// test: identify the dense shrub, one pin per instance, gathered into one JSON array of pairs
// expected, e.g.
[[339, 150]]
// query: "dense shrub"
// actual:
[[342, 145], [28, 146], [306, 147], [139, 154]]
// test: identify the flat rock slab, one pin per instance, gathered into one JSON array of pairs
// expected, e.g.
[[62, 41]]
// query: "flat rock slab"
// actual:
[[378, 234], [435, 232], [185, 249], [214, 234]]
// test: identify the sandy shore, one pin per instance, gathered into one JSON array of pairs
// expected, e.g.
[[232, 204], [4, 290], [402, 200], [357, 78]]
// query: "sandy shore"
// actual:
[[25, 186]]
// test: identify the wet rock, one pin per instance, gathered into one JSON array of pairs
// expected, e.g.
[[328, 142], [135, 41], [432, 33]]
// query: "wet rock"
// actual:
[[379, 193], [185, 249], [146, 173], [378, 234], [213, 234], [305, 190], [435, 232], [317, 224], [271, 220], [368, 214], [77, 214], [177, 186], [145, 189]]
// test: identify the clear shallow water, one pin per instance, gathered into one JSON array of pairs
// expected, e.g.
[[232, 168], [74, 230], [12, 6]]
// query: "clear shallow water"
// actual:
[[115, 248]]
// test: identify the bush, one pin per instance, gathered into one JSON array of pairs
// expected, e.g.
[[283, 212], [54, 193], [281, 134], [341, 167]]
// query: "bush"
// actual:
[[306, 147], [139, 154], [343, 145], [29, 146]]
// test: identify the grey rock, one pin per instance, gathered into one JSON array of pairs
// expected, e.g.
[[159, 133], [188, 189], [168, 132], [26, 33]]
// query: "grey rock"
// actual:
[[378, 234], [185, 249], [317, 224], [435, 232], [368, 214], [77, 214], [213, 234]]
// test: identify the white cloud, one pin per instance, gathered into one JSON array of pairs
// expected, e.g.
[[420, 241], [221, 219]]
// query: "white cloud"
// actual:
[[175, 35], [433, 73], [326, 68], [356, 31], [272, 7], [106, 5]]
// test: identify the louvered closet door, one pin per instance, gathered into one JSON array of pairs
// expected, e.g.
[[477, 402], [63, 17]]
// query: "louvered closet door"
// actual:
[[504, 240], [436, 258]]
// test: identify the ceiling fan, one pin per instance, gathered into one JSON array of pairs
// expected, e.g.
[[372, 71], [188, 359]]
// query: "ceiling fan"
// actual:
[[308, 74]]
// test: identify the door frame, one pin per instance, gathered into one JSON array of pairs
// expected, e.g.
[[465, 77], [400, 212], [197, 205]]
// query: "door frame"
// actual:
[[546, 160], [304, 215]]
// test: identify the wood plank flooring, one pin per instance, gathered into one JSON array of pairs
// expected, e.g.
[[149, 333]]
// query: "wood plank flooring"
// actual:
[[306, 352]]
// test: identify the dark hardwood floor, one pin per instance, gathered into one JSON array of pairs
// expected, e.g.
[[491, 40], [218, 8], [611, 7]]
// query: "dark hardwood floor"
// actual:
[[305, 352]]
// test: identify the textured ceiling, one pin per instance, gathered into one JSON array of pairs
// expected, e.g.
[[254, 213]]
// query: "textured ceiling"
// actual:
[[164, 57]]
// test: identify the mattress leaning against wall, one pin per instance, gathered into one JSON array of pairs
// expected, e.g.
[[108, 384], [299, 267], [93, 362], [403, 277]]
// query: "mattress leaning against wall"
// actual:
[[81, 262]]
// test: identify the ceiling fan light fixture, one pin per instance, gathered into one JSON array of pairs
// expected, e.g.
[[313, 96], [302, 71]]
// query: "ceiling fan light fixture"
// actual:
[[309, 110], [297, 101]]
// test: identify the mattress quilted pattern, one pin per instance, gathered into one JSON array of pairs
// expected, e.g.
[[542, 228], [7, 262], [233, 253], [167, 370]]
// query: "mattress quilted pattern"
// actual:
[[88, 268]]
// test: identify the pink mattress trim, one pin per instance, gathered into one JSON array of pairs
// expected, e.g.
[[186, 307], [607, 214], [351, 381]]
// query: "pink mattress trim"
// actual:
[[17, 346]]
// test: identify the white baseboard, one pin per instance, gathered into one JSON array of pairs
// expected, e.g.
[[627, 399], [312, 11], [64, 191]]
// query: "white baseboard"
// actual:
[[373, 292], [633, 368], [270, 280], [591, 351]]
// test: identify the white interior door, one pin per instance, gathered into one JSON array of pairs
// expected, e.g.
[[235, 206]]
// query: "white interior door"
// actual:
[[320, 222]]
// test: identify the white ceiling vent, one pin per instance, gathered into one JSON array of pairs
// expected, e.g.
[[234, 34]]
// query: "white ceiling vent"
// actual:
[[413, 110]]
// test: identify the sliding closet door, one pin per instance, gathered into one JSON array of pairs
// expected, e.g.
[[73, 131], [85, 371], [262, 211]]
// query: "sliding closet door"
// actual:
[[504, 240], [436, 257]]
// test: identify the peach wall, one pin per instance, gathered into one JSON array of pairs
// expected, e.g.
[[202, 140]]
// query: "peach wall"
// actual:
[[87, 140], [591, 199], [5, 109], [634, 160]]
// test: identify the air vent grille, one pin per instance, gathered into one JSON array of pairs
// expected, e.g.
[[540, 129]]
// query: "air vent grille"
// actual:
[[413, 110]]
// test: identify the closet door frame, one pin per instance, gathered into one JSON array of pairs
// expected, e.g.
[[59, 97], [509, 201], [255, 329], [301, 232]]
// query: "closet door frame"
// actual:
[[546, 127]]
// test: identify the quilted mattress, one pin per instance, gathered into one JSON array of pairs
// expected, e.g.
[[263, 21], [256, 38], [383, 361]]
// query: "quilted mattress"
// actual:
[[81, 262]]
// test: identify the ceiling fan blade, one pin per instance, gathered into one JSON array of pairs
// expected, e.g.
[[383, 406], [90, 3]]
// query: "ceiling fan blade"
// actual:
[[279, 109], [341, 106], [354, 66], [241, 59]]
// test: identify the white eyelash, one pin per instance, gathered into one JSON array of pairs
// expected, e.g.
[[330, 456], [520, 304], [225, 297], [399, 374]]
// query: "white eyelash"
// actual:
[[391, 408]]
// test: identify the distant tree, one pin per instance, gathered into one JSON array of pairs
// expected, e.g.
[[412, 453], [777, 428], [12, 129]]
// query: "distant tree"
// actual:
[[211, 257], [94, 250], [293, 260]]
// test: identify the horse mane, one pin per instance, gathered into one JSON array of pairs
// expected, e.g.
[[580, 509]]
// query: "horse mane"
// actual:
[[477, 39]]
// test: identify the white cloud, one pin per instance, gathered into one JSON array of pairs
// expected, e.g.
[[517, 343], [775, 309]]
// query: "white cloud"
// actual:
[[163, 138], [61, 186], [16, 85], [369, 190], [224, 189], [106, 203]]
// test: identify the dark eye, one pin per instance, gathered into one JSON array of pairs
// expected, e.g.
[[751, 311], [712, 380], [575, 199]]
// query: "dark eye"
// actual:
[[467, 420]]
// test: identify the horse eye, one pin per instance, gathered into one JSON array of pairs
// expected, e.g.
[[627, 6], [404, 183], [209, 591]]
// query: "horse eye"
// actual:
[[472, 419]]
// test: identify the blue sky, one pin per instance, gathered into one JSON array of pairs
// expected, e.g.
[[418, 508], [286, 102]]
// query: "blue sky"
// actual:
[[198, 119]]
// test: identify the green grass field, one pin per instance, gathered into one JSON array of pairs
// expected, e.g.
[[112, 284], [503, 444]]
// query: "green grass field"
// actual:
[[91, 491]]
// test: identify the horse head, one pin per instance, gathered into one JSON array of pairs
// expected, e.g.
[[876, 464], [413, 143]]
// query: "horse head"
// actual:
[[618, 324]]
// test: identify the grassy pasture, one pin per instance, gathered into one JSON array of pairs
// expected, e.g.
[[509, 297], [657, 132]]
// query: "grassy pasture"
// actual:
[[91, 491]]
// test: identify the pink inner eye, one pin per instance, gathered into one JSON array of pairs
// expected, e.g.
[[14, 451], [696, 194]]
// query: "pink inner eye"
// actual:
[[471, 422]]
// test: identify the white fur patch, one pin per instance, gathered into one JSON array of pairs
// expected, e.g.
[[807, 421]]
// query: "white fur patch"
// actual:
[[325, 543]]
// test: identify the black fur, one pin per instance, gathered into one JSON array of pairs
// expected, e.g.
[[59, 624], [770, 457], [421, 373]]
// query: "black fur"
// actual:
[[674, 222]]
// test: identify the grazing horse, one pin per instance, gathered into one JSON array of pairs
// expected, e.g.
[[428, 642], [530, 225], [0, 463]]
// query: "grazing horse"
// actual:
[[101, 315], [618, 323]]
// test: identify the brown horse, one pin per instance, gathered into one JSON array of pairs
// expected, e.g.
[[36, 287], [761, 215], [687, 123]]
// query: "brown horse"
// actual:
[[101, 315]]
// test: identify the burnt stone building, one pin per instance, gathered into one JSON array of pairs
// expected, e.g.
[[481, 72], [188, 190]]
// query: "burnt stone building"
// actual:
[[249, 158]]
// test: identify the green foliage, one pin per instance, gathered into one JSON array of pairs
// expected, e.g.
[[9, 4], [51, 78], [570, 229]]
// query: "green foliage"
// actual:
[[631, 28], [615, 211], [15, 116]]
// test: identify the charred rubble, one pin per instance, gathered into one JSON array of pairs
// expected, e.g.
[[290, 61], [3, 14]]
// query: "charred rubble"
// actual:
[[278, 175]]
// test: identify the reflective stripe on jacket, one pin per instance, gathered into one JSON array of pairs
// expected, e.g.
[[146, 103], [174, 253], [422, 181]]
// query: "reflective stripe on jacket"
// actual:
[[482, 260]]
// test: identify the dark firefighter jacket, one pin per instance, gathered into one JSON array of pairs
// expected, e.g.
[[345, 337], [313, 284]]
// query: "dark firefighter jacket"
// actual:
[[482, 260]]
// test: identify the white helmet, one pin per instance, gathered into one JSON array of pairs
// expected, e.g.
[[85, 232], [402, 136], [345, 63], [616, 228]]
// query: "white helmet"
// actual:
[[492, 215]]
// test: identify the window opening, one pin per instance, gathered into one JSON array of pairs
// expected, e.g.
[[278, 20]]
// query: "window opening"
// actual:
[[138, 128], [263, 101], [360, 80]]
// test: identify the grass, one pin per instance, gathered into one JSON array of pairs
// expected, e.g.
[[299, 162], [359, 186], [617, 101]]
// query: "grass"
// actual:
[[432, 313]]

---

▶ REQUIRED TASK:
Please quote the records word for word, starting at the line containing "identify the textured" and ending at the line containing "[[309, 110], [297, 101]]", with both of those lines included.

▶ WRITTEN ANSWER:
// test: identify the textured ceiling, one pin per instance, gathered into one JSON array of pairs
// expected, e.g.
[[254, 213]]
// query: "textured ceiling"
// actual:
[[164, 57]]
// test: identify the mattress leaning against wall, one pin per instance, gathered into one JSON array of pairs
// expected, e.g.
[[108, 384], [299, 267], [93, 362], [403, 277]]
// query: "mattress leaning against wall"
// actual:
[[81, 262]]
// test: identify the ceiling fan light fixture, one pin per instance, gathered into one JSON array of pairs
// expected, e.g.
[[313, 96], [302, 71]]
// query: "ceiling fan light fixture"
// actual:
[[309, 110], [297, 101]]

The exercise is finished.